## [Requirement 1]
In the account of Abbe's clinic visit, what kind of chair did Abbe sit on during the test?
## [Requirement 2]
Write the next part of the account of Abbe's clinic visit, picking up right after its final sentence.

## [Selected excerpt]

We meet a doctor and a psychologist at BNK (Pediatric and neuropsychiatric clinic) to investigate whether Abbe has any autistic or AHDH symptoms. This is one of the bigger clouds on my Abbe sky. I’m hoping.
So today, it was time for a test. Abbe sat down on a chair, at the psychologist’s desk. I know. It sounds utterly mad. Can you really sit down an eighteen-month-old child at a desk, like you would an adult about to be examined? Answer: Yes.
I was mighty surprised. He sat completely still on a Tripp Trapp-chair and did everything he was asked to do.
The psychologist made him play with various things, he stacked them, sorted them, put the right shape in the right hole and the correct colour in the correct box and so on. But when he got to the listening comprehension test, it all got slightly bizarre. This psychologist had a very broad southern accent. One of those I can hardly understand – me being from Gothenburg.
In front of Abbe were a lot things and he was asked to pick the things she asked for.
– Abbee, wherrrezz the choirrr?? Puzzled, Abbe looked at her.
– Wherrrezz the toiiiblle? Abbe looked at us, still confused.

## [Material supplied]
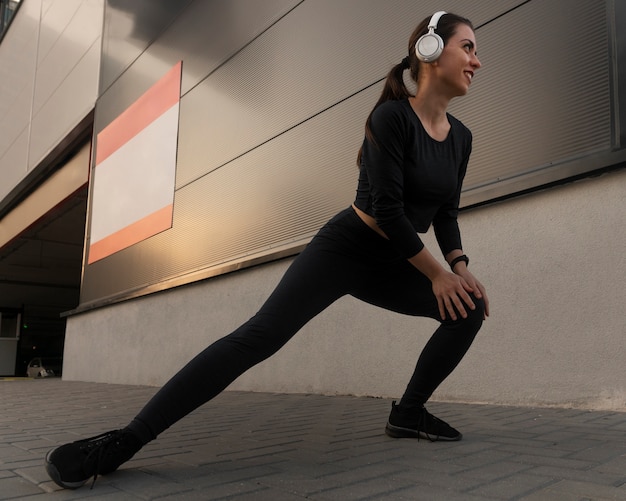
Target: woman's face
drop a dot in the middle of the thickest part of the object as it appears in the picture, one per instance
(458, 62)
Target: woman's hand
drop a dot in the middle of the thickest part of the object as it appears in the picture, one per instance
(477, 288)
(452, 291)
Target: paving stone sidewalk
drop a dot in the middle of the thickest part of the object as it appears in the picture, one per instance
(275, 447)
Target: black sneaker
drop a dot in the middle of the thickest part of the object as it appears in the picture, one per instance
(419, 424)
(71, 465)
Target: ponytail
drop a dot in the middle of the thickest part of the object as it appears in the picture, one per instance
(394, 90)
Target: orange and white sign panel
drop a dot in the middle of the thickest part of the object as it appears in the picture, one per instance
(135, 170)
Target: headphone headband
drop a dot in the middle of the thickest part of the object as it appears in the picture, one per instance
(434, 21)
(429, 47)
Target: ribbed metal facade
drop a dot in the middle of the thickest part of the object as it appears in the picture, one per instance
(275, 95)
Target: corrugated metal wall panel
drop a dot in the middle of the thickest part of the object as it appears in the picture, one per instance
(268, 136)
(543, 95)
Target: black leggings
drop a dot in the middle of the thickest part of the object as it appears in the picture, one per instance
(345, 257)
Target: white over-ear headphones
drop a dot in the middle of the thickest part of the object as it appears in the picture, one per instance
(430, 46)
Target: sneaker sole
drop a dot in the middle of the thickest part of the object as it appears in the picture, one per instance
(399, 432)
(54, 474)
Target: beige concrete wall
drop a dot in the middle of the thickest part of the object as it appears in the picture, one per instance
(554, 266)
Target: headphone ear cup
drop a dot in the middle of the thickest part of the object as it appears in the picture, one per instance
(429, 47)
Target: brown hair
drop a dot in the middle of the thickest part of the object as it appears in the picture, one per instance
(395, 88)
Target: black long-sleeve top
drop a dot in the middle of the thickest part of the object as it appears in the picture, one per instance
(408, 180)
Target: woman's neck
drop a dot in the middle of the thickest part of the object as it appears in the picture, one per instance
(432, 114)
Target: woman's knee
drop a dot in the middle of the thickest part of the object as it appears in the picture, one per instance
(475, 316)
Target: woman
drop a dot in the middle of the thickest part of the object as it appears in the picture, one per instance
(412, 164)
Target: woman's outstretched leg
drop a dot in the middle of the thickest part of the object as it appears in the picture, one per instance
(321, 274)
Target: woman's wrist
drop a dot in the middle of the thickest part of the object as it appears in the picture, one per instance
(457, 260)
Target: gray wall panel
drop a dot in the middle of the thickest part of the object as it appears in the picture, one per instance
(129, 28)
(49, 67)
(270, 127)
(18, 57)
(276, 196)
(320, 53)
(540, 98)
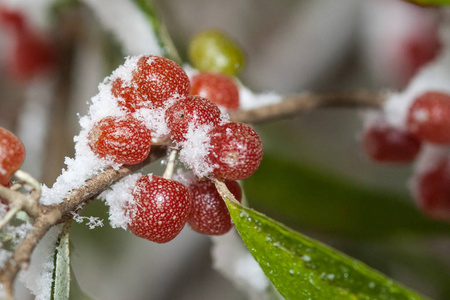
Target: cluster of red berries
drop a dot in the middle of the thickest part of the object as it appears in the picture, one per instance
(234, 151)
(427, 121)
(12, 155)
(31, 53)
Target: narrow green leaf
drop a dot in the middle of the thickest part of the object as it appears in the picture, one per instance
(61, 286)
(300, 195)
(301, 268)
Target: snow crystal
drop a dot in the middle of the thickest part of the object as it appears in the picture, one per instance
(136, 34)
(86, 164)
(120, 200)
(92, 222)
(195, 149)
(432, 77)
(38, 277)
(232, 259)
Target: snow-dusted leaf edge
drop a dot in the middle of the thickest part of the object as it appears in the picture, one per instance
(61, 286)
(301, 267)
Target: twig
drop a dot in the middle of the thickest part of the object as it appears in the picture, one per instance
(293, 105)
(51, 215)
(48, 216)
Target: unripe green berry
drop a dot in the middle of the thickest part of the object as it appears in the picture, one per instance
(214, 51)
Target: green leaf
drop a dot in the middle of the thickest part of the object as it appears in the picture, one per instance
(61, 274)
(165, 42)
(430, 2)
(299, 195)
(301, 268)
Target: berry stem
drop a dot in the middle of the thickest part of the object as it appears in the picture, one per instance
(292, 106)
(224, 191)
(24, 176)
(170, 164)
(13, 209)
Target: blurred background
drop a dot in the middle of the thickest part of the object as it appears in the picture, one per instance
(314, 176)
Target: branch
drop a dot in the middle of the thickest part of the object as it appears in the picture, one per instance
(51, 215)
(293, 105)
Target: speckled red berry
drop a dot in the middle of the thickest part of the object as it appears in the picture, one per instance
(218, 88)
(12, 155)
(158, 79)
(123, 140)
(390, 145)
(429, 117)
(236, 151)
(191, 112)
(433, 190)
(128, 98)
(209, 213)
(162, 208)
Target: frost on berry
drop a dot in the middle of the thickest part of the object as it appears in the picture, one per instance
(433, 189)
(383, 143)
(218, 88)
(429, 117)
(236, 151)
(209, 213)
(129, 99)
(162, 208)
(12, 155)
(191, 113)
(122, 140)
(158, 79)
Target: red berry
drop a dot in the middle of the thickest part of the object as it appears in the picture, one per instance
(434, 190)
(158, 79)
(391, 145)
(209, 213)
(12, 155)
(429, 117)
(123, 140)
(32, 55)
(191, 112)
(12, 18)
(162, 208)
(129, 99)
(218, 88)
(236, 151)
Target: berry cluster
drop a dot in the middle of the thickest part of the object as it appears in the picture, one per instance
(154, 86)
(12, 155)
(31, 53)
(427, 122)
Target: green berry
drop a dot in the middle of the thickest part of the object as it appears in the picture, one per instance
(214, 51)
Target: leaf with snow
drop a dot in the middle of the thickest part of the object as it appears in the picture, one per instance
(61, 274)
(302, 268)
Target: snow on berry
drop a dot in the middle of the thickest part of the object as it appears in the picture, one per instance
(386, 144)
(123, 140)
(157, 79)
(209, 213)
(191, 112)
(235, 152)
(12, 155)
(120, 201)
(162, 208)
(429, 117)
(218, 88)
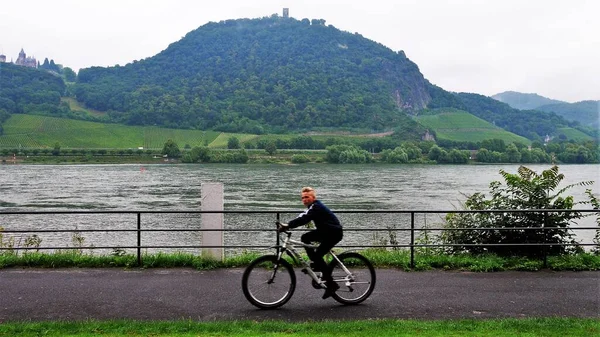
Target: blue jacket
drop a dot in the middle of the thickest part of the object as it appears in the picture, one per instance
(322, 216)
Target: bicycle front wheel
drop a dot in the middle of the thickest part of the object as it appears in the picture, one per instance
(355, 276)
(268, 282)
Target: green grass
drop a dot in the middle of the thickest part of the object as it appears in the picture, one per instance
(459, 125)
(574, 134)
(31, 131)
(525, 327)
(379, 257)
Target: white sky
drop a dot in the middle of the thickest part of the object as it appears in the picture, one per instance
(548, 47)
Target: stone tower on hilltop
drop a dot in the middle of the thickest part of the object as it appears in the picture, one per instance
(25, 61)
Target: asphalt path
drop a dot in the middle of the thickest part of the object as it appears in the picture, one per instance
(174, 294)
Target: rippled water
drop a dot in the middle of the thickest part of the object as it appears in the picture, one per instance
(247, 187)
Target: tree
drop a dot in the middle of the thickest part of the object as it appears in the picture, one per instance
(271, 148)
(171, 149)
(525, 190)
(56, 150)
(69, 74)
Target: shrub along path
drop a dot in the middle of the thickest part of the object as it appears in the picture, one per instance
(173, 294)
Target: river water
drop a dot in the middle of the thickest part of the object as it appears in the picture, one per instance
(167, 187)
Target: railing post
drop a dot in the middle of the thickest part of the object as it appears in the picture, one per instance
(545, 247)
(412, 240)
(139, 239)
(277, 234)
(212, 201)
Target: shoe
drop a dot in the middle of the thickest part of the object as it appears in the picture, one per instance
(331, 288)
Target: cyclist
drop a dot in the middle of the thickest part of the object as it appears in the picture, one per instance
(328, 233)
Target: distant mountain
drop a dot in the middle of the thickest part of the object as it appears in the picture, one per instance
(523, 101)
(242, 75)
(585, 112)
(29, 90)
(279, 74)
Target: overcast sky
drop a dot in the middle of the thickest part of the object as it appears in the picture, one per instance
(548, 47)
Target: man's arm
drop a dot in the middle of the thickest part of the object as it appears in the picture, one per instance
(302, 219)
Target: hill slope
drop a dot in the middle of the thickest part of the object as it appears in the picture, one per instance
(457, 125)
(584, 112)
(523, 101)
(241, 75)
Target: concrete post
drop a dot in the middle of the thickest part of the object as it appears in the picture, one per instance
(212, 200)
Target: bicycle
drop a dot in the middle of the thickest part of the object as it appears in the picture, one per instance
(269, 281)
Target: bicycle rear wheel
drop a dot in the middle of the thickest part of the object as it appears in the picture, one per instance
(356, 280)
(268, 283)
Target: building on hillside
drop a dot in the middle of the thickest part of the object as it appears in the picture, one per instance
(428, 136)
(25, 61)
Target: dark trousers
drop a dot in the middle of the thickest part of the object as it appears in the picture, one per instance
(327, 240)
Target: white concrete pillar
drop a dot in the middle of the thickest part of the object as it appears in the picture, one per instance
(212, 200)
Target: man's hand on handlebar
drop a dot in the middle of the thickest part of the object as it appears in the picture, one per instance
(282, 227)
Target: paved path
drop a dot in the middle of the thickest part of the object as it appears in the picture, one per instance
(171, 294)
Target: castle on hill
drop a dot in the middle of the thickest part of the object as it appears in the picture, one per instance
(22, 60)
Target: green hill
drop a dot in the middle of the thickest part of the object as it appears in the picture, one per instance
(585, 112)
(459, 125)
(262, 76)
(248, 75)
(523, 101)
(30, 131)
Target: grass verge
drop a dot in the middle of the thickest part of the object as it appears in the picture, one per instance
(380, 259)
(496, 327)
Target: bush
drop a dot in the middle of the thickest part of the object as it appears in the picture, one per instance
(299, 159)
(523, 191)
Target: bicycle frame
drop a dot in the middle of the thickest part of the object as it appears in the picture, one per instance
(289, 247)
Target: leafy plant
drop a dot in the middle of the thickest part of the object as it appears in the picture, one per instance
(526, 190)
(596, 205)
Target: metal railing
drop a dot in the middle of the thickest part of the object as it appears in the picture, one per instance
(412, 243)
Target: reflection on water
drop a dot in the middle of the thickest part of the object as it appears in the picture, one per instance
(247, 187)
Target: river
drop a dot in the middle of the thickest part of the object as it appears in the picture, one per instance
(167, 187)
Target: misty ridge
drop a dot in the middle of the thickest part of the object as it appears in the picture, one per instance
(276, 75)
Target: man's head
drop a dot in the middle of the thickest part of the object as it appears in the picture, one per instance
(308, 196)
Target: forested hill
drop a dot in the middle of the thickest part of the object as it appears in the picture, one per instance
(241, 75)
(27, 90)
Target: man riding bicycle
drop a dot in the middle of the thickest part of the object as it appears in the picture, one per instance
(328, 233)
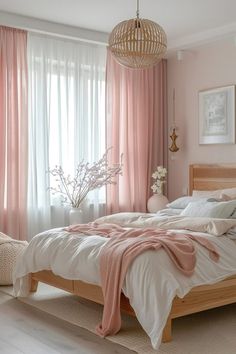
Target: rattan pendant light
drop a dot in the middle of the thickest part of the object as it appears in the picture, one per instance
(138, 43)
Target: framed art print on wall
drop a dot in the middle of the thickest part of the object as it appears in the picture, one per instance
(217, 116)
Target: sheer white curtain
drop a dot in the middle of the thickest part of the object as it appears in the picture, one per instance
(66, 122)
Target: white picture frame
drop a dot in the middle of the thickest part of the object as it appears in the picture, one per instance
(217, 116)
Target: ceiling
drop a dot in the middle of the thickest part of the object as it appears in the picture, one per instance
(182, 20)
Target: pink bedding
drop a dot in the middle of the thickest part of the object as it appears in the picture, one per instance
(124, 245)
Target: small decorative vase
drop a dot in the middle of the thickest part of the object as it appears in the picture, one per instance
(156, 202)
(75, 216)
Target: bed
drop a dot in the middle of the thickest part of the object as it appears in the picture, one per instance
(200, 298)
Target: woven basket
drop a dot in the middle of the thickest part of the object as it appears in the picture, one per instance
(9, 250)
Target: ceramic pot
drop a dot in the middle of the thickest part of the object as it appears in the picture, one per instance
(75, 216)
(156, 202)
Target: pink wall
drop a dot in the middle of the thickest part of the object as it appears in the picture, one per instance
(206, 67)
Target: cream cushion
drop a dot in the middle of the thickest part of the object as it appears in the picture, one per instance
(9, 250)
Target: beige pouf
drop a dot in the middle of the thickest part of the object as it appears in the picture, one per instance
(9, 250)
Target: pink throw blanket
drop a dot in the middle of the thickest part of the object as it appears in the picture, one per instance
(124, 245)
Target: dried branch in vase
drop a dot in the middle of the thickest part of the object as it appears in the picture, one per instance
(88, 177)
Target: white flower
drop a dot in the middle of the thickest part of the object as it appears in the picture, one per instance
(155, 175)
(159, 175)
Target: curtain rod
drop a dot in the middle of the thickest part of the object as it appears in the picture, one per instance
(34, 25)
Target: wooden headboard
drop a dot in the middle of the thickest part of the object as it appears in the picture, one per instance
(211, 177)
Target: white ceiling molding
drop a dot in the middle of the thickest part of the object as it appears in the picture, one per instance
(202, 38)
(52, 28)
(87, 35)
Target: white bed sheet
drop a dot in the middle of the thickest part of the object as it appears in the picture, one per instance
(151, 282)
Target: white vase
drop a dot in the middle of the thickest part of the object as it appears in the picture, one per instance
(156, 202)
(75, 216)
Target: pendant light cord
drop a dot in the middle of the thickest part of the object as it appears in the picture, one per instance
(137, 12)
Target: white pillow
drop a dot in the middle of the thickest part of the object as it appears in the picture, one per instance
(182, 202)
(221, 210)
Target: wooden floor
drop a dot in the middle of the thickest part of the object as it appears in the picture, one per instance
(24, 329)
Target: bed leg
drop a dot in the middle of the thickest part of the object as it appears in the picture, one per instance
(166, 335)
(33, 285)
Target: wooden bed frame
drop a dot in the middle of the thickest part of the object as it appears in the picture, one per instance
(201, 177)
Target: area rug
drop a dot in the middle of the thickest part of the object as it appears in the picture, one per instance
(209, 332)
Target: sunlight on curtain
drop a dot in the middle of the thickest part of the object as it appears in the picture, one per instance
(66, 122)
(13, 132)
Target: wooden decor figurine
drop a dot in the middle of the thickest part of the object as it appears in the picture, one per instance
(173, 136)
(173, 147)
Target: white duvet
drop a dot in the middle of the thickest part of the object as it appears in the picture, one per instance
(152, 280)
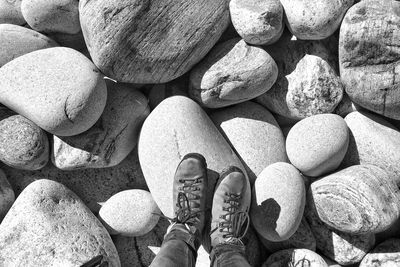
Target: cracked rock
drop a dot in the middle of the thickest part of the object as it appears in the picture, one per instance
(369, 55)
(113, 136)
(58, 88)
(231, 73)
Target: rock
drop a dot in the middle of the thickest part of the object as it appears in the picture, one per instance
(113, 136)
(130, 213)
(23, 145)
(369, 56)
(178, 126)
(307, 82)
(254, 134)
(93, 186)
(360, 199)
(48, 225)
(385, 254)
(314, 20)
(258, 22)
(295, 257)
(278, 200)
(324, 138)
(370, 138)
(17, 40)
(231, 73)
(7, 196)
(302, 238)
(151, 41)
(60, 80)
(345, 249)
(52, 16)
(10, 12)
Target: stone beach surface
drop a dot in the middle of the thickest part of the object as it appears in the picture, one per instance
(100, 101)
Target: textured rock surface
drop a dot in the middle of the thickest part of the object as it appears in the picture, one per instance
(385, 254)
(359, 199)
(16, 41)
(295, 257)
(254, 134)
(346, 249)
(323, 138)
(52, 16)
(151, 41)
(314, 20)
(278, 200)
(369, 55)
(178, 126)
(307, 82)
(302, 238)
(130, 213)
(258, 22)
(113, 136)
(231, 73)
(23, 145)
(10, 12)
(58, 89)
(48, 225)
(7, 195)
(373, 141)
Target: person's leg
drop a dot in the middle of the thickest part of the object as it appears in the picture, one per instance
(182, 239)
(230, 219)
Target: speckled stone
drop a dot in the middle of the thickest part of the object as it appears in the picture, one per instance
(385, 254)
(130, 213)
(58, 88)
(368, 55)
(7, 195)
(16, 41)
(309, 20)
(307, 82)
(295, 257)
(345, 249)
(254, 134)
(176, 127)
(52, 16)
(233, 72)
(278, 200)
(23, 145)
(360, 199)
(48, 225)
(324, 138)
(370, 138)
(113, 136)
(258, 22)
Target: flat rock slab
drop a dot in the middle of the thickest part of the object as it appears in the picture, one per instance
(48, 225)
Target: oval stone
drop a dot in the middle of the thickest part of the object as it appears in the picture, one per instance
(369, 56)
(254, 134)
(231, 73)
(258, 22)
(360, 199)
(130, 213)
(23, 145)
(278, 200)
(48, 225)
(16, 41)
(324, 138)
(309, 20)
(58, 88)
(151, 41)
(178, 126)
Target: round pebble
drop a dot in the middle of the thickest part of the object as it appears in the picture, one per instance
(130, 213)
(324, 138)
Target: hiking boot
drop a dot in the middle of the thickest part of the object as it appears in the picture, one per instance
(230, 219)
(189, 192)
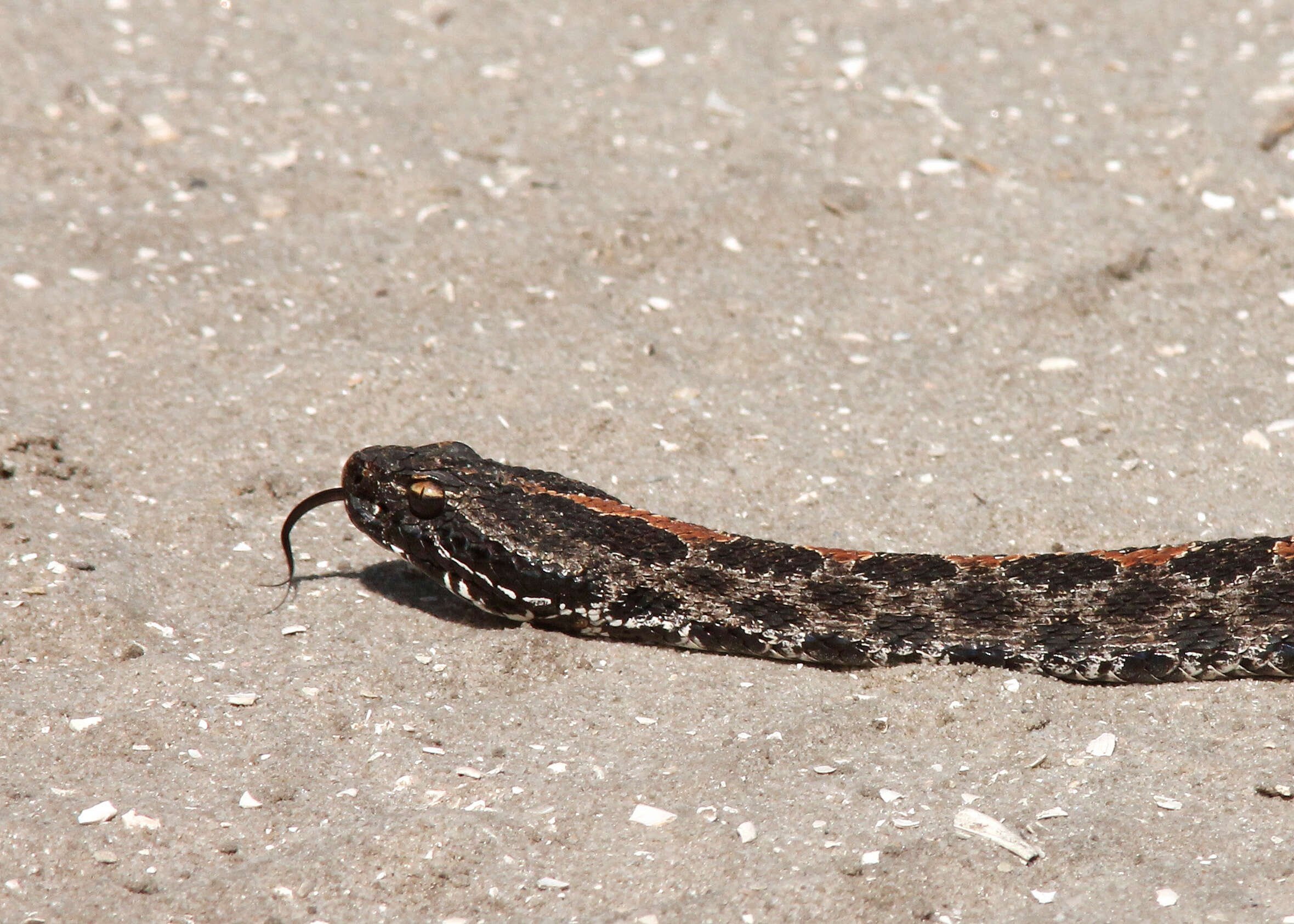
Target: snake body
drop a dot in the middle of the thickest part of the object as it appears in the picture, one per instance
(541, 548)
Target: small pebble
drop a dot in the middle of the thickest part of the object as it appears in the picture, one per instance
(138, 822)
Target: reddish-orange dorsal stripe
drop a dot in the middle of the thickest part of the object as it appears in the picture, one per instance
(689, 532)
(1155, 556)
(981, 561)
(843, 556)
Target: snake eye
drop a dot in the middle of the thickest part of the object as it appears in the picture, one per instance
(426, 500)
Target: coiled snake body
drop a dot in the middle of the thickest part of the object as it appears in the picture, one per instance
(545, 549)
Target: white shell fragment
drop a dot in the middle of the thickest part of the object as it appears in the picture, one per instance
(138, 822)
(1102, 746)
(157, 128)
(651, 817)
(1256, 438)
(972, 822)
(649, 58)
(1217, 201)
(104, 812)
(853, 66)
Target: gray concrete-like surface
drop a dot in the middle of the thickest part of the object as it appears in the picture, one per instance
(958, 277)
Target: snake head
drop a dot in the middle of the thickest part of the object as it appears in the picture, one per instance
(393, 487)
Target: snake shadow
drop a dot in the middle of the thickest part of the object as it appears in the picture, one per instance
(401, 584)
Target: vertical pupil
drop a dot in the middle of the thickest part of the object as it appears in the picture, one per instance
(426, 499)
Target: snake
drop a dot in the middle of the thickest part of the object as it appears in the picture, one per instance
(540, 548)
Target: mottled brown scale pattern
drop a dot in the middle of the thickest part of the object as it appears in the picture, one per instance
(544, 548)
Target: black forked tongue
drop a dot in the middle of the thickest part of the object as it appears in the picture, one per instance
(330, 496)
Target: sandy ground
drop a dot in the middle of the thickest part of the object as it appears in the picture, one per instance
(865, 275)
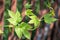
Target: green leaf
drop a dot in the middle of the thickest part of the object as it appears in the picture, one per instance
(12, 21)
(26, 34)
(11, 14)
(49, 19)
(18, 32)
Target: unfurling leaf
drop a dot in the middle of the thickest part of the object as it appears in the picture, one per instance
(49, 19)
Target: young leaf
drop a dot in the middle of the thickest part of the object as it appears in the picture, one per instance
(18, 32)
(26, 34)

## [Reply 1]
A Tripp Trapp-chair.

## [Reply 2]
Chair and table are words Abbe knows. We know that, from home. The psychologist tries a bit of anatomy instead. That’s the standard play back home “Where’s dad’s nose?” and “Where’s Abbe’s ear?” and so on. This will be a piece of cake, I think to myself.
– Oiii keiyyyy, Abbee. Wherrrezz yerrr earrrr? Abbe is now trying to make eye contact with us, “help me out here”.
– Wherrrezz yerrr oyye, Abbeee? Abbe looks helplessly at us. "Eh?"
I wonder what the outcome of all this will be? “The patient shows great difficulty comprehending speech”. We’ll see. I found it hard not to explain to him, in Swedish. He knows this. But I kept away from the test. And I managed to keep from laughing. But it wasn’t easy.